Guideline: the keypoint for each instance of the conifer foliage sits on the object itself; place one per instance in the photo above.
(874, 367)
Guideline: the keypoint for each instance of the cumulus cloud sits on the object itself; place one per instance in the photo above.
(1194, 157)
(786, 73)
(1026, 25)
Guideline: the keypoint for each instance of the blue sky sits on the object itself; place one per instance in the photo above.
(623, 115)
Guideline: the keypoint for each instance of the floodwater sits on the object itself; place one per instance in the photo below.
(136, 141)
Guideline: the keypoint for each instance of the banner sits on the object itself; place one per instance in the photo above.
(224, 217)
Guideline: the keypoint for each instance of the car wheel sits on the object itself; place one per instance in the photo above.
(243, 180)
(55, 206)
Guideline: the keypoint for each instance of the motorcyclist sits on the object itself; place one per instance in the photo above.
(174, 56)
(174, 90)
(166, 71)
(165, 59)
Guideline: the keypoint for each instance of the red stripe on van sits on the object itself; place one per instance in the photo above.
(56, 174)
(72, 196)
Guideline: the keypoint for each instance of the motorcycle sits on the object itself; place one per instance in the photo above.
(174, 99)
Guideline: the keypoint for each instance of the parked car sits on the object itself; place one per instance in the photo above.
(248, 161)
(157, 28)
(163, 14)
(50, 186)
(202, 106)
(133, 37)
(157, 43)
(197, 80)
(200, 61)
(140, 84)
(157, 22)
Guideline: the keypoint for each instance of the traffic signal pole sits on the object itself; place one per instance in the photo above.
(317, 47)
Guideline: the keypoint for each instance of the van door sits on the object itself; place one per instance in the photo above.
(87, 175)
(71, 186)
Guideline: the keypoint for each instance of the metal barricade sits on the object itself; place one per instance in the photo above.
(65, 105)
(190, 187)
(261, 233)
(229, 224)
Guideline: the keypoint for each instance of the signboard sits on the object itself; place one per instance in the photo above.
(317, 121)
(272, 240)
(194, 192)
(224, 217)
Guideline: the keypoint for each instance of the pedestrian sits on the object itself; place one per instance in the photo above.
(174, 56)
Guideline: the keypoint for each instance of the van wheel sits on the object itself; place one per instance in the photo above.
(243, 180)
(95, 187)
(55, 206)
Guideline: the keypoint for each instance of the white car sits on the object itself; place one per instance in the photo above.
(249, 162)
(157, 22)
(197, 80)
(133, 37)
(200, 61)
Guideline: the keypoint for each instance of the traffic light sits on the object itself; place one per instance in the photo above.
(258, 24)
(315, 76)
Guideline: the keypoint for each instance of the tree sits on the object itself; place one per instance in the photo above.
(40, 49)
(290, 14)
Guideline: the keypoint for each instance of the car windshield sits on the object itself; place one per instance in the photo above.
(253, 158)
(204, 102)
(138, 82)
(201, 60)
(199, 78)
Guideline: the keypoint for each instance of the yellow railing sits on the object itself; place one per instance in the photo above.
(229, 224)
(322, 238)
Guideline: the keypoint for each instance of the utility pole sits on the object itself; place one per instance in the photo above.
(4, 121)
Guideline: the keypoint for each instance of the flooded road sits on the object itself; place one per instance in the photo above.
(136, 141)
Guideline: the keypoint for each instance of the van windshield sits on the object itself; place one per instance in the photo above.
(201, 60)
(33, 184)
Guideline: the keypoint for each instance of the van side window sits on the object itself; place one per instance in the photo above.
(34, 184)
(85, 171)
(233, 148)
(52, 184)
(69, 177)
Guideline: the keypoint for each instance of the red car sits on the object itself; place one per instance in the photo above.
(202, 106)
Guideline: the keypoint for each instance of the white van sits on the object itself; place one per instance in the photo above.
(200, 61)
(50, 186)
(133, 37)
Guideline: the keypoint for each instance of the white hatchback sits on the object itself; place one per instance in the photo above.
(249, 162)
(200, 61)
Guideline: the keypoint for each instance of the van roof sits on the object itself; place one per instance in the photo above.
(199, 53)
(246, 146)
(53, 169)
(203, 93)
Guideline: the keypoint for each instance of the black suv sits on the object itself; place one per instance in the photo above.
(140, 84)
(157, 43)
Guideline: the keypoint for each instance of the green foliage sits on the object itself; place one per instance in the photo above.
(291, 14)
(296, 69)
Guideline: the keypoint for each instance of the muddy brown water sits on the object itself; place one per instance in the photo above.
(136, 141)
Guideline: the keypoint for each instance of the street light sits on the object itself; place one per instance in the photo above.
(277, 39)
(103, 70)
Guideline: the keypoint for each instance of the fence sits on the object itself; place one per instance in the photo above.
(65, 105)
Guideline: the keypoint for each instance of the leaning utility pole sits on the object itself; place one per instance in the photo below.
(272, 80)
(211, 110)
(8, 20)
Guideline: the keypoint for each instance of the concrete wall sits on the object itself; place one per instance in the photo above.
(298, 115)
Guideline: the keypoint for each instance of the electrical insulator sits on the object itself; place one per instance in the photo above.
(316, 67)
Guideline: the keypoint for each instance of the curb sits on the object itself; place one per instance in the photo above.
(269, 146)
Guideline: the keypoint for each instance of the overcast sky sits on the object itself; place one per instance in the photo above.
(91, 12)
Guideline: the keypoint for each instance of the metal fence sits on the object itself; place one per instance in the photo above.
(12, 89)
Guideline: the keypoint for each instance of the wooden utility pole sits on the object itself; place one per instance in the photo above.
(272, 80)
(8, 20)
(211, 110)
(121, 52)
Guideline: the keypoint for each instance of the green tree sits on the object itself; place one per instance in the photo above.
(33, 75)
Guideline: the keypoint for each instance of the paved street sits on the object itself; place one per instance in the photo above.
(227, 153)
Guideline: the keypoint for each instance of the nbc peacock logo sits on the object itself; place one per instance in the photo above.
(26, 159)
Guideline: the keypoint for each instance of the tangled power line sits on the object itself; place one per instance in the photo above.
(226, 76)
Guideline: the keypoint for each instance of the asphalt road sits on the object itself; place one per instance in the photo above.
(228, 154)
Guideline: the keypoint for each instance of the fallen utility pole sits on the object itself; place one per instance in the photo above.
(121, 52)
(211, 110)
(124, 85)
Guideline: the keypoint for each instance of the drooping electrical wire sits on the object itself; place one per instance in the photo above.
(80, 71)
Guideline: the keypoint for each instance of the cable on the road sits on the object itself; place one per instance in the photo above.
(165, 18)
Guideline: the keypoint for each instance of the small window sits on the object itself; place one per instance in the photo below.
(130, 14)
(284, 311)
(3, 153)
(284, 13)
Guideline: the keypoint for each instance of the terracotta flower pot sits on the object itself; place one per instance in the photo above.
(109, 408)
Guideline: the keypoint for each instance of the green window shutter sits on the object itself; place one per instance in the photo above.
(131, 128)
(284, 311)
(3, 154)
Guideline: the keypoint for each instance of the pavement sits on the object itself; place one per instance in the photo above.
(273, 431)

**Exercise aim**
Output the line containing "Guideline: the keypoint for each instance of the small" and all lines after it to the end of the records, exactly as given.

**Task output**
Guideline: the keypoint for each instance of the small window sits on the object itself; place one per instance in the photo below.
(130, 14)
(284, 311)
(3, 153)
(284, 13)
Guideline: the keypoint for each instance of the terracotta flower pot sits on the object itself; place one per instance in the photo above.
(109, 408)
Guideline: the keypoint for each instance of the green window shutter sits on the object itself; place one per instance in the photo above.
(131, 128)
(284, 311)
(3, 154)
Guideline: the keypoint for each instance of the pavement sits on the object itself; place one per instance in the photo above.
(273, 431)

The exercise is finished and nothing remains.